| EXTRACTED ENTRIES |
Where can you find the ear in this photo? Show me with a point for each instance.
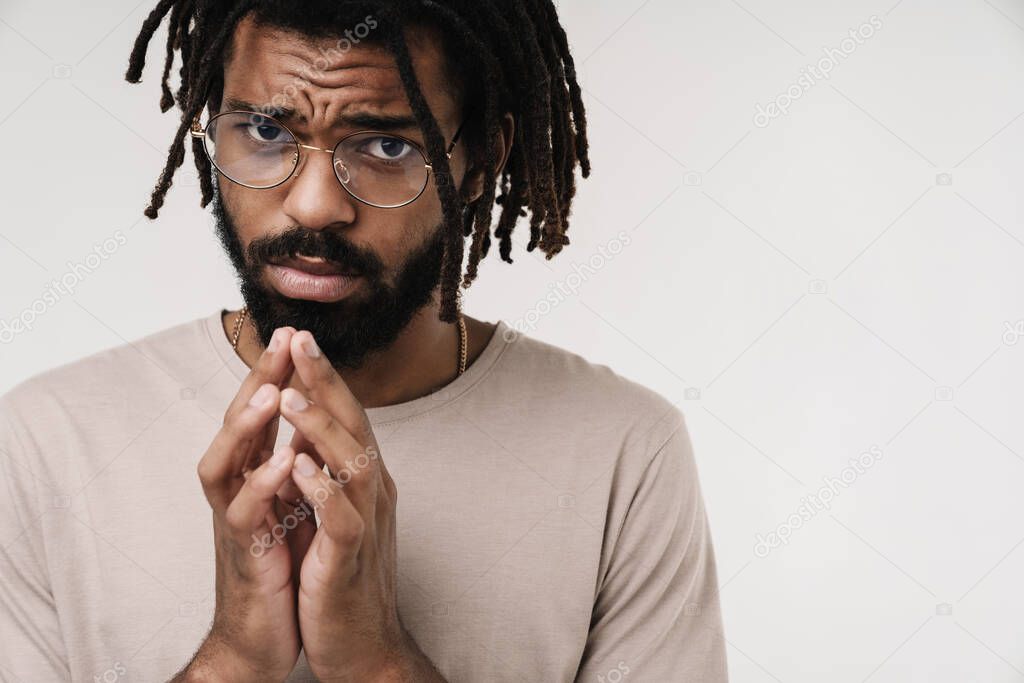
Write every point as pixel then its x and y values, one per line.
pixel 473 182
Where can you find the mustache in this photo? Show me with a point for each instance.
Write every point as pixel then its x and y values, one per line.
pixel 315 244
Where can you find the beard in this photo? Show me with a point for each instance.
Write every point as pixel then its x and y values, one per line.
pixel 367 321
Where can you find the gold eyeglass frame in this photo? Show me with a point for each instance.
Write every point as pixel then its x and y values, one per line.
pixel 198 130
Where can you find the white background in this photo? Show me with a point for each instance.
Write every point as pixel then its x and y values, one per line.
pixel 847 276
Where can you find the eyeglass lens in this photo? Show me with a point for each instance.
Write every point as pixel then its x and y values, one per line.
pixel 257 152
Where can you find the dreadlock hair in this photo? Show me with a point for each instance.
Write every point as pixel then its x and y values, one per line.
pixel 510 55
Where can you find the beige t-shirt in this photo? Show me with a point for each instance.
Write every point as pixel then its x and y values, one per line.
pixel 550 523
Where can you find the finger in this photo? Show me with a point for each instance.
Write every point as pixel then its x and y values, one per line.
pixel 232 446
pixel 327 388
pixel 351 465
pixel 256 497
pixel 221 466
pixel 273 367
pixel 340 521
pixel 301 444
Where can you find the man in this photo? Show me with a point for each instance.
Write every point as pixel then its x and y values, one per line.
pixel 551 524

| WHAT YOU ARE ASKED TO DO |
Here the job is to print all the entries above exactly, minus the images.

| TASK SOLUTION |
Where can you find the ear in this photo? Show me with a point for each instance.
Write every point as pixel then its x and y values, one per line.
pixel 473 182
Where can you find the mustache in this photo? Show me with a point for each instance.
Write every point as pixel then its x and y values, one per line.
pixel 315 244
Where can you find the beard in this photo? Show me with a point for each instance.
Write every point as pixel then its x and y values, one per line.
pixel 367 321
Where can you find the gold eyeglass frame in this photo? Show me with a point for each instance.
Write every point as pixel then its x and y values, one per line.
pixel 198 130
Where can you find the white background in this photo? Show me with a point for each instance.
Write every point as pixel then its x and y values, one per line.
pixel 847 276
Where can you find the eyeglass lens in this photo? Show me with a point for each instance.
Write every point as pixel then its x and y values, one per line.
pixel 257 152
Where can you find the dreadlock hair in this photo? Show me with a point for each instance.
Write every point as pixel then its x and y values, one per line.
pixel 510 55
Where can you find the beige t-shirt in this photo? Show me with a point for each instance.
Write every point as pixel then its x and y values, one per line.
pixel 550 523
Where can you find the finger in this photo? Show me with a point for each instance.
Write every point as pixel then its x and y values, one per line.
pixel 232 446
pixel 327 388
pixel 351 465
pixel 256 497
pixel 221 466
pixel 273 367
pixel 340 521
pixel 301 444
Where can you find the man in this photo? Show me with a point for each instance.
Write every point as pixel then its x and y values, one per line.
pixel 551 524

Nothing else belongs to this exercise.